◆ **Work request**
Exact copy, pictures excluded: set down only the lines from the one with "of the grassy" through the end of the entries, keeping both end lines.

◆ **Task data**
....................

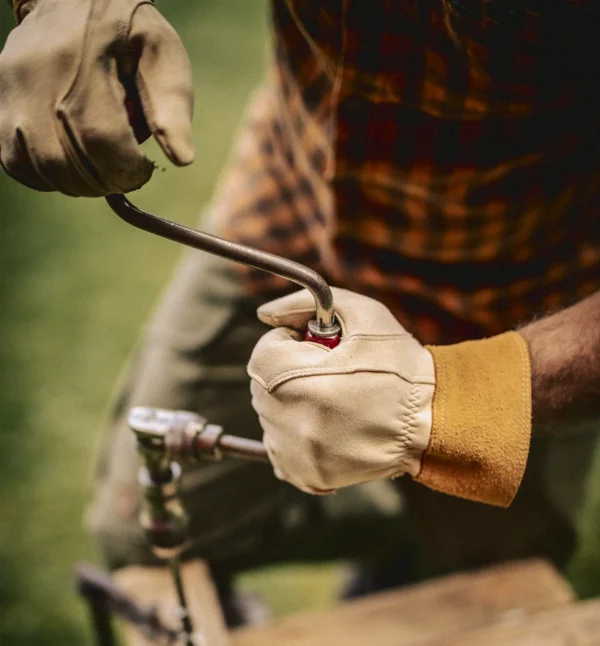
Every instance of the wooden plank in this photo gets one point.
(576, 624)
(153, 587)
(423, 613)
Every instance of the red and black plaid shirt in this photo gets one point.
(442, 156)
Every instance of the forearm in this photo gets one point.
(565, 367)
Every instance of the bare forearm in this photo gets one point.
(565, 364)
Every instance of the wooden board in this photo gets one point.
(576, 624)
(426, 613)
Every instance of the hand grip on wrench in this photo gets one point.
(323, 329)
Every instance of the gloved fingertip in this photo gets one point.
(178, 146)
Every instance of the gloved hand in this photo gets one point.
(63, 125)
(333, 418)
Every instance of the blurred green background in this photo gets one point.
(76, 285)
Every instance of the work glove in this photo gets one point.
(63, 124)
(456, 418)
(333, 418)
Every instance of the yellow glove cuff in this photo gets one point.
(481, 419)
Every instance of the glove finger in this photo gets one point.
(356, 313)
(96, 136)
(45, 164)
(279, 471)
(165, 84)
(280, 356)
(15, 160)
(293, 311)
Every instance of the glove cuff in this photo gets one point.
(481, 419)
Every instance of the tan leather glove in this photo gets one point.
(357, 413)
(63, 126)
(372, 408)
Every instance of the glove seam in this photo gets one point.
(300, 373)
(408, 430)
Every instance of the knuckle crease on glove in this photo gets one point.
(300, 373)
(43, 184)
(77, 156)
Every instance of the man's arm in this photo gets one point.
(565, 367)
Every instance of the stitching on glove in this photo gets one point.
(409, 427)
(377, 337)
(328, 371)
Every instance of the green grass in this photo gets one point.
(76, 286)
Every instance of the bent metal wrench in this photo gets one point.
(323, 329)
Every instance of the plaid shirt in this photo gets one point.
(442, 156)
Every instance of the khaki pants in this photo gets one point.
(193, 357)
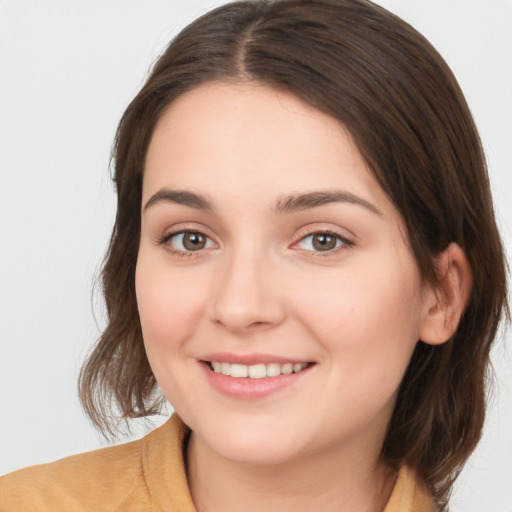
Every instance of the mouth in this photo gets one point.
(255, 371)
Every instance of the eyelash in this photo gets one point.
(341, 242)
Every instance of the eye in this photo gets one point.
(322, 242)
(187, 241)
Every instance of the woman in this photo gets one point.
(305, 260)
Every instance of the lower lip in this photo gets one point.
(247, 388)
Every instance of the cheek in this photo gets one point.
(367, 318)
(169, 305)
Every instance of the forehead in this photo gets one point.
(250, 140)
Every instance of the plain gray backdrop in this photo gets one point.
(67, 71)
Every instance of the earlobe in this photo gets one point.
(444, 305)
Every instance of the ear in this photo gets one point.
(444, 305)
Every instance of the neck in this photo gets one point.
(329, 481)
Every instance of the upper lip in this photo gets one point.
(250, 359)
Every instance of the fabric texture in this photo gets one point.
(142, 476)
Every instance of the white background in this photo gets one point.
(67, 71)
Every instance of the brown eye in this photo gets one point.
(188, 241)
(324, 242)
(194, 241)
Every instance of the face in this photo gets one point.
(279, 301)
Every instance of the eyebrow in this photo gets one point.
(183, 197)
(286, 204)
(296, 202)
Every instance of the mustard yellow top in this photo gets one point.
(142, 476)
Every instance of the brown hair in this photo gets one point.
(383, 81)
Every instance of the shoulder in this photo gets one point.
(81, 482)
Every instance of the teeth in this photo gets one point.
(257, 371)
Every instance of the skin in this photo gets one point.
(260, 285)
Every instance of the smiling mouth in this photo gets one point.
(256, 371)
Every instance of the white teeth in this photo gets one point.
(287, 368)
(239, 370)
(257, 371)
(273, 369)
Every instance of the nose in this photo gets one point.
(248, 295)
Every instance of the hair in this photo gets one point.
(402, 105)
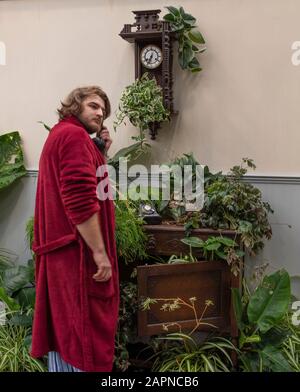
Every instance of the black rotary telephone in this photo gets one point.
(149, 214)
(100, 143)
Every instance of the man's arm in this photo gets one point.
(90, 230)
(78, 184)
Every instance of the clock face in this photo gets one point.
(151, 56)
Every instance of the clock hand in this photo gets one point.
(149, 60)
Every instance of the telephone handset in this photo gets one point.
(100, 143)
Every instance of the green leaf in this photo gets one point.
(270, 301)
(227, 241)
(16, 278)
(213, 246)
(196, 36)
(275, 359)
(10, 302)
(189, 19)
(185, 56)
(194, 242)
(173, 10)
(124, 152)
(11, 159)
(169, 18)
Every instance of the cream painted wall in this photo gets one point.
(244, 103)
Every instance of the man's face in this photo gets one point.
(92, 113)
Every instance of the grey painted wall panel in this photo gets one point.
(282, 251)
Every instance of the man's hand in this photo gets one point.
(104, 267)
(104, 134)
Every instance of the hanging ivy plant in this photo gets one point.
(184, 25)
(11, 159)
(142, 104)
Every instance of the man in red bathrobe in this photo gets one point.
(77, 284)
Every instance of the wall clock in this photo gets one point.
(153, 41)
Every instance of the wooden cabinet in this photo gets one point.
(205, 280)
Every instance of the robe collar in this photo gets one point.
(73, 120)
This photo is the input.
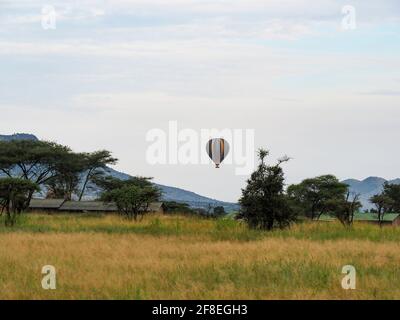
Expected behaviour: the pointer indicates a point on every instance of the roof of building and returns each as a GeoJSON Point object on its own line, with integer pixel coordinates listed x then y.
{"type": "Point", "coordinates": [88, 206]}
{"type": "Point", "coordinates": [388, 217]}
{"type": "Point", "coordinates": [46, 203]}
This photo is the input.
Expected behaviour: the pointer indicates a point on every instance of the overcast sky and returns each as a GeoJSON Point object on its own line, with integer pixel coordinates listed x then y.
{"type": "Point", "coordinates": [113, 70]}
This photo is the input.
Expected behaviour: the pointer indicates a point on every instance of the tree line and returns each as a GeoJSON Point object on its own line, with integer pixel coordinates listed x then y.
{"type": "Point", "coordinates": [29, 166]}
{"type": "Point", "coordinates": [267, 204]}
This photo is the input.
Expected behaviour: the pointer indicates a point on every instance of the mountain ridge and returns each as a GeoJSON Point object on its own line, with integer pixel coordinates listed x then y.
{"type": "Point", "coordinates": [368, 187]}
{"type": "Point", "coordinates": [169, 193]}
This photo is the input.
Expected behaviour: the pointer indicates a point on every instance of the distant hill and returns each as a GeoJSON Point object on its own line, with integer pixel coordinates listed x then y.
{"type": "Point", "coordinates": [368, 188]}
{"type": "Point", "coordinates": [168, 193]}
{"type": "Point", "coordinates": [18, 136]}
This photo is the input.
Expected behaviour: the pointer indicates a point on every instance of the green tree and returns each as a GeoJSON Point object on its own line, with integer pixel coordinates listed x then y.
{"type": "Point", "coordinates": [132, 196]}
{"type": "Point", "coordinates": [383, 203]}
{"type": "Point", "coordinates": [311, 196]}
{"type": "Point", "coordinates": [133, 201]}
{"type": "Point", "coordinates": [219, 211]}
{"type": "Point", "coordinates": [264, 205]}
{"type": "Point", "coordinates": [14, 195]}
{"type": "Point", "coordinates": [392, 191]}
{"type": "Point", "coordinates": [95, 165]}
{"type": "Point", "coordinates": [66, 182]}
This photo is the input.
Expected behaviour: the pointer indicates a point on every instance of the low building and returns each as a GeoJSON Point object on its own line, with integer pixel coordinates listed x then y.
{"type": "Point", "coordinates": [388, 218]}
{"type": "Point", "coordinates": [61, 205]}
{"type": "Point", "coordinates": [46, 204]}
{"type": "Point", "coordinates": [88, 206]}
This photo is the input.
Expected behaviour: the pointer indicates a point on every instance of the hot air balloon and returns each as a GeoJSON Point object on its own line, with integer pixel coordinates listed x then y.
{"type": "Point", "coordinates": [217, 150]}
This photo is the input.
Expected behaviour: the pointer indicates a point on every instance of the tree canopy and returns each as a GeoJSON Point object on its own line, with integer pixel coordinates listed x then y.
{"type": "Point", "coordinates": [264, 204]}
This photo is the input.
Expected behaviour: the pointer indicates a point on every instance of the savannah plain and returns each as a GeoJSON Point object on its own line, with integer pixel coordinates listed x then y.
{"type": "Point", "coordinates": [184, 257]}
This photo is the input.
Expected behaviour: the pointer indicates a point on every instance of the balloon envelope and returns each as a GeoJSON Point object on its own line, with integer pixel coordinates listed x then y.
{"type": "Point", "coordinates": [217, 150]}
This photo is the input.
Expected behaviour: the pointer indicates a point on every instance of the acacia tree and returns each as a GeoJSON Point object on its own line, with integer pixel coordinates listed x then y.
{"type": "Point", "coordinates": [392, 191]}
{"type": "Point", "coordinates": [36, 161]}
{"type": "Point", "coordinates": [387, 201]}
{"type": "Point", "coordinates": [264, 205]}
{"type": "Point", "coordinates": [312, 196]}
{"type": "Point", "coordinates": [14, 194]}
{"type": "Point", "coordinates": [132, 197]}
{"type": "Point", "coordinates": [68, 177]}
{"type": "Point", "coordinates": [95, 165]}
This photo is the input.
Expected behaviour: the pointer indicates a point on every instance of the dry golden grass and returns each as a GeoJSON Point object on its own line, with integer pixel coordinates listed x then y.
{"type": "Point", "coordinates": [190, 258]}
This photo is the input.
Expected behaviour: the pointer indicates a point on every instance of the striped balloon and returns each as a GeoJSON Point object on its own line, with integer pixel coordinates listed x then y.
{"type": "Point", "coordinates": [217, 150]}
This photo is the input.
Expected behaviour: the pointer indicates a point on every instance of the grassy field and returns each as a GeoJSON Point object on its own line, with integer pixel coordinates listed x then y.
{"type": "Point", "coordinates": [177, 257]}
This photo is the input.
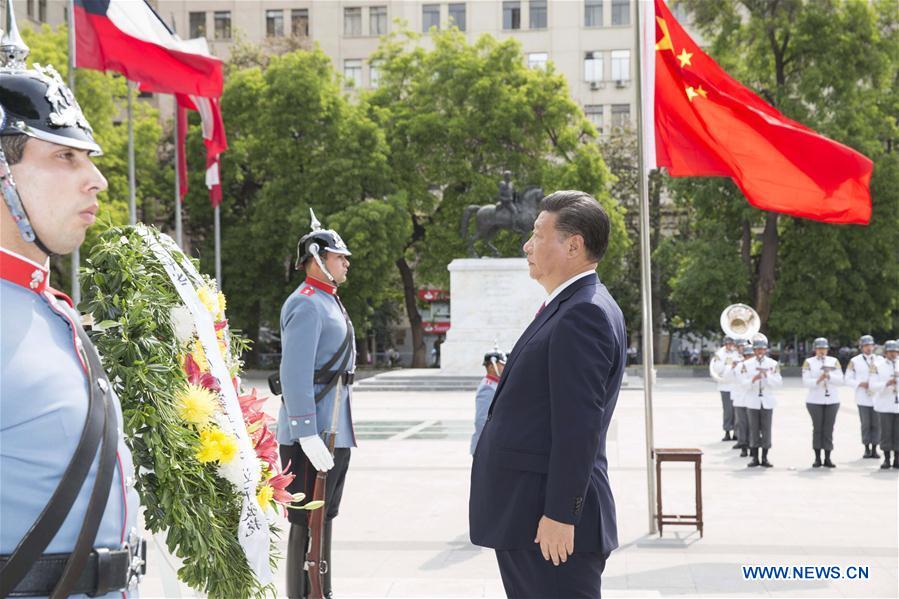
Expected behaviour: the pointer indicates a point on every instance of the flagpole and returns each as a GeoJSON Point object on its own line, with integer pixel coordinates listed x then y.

....................

◆ **Finished exercise**
Expected behaviour: the pointer indicates a point on every instance of the grassy field and returns each as a GeoJSON Point object on its own line, with integer pixel coordinates listed x then y.
{"type": "Point", "coordinates": [177, 257]}
This photo is the input.
Expected behaviour: the pointer indicates a point on every instance of the flagpole and returns each as a GeoJSON Point object on its own line, with integer pixel coordinates listed x then y.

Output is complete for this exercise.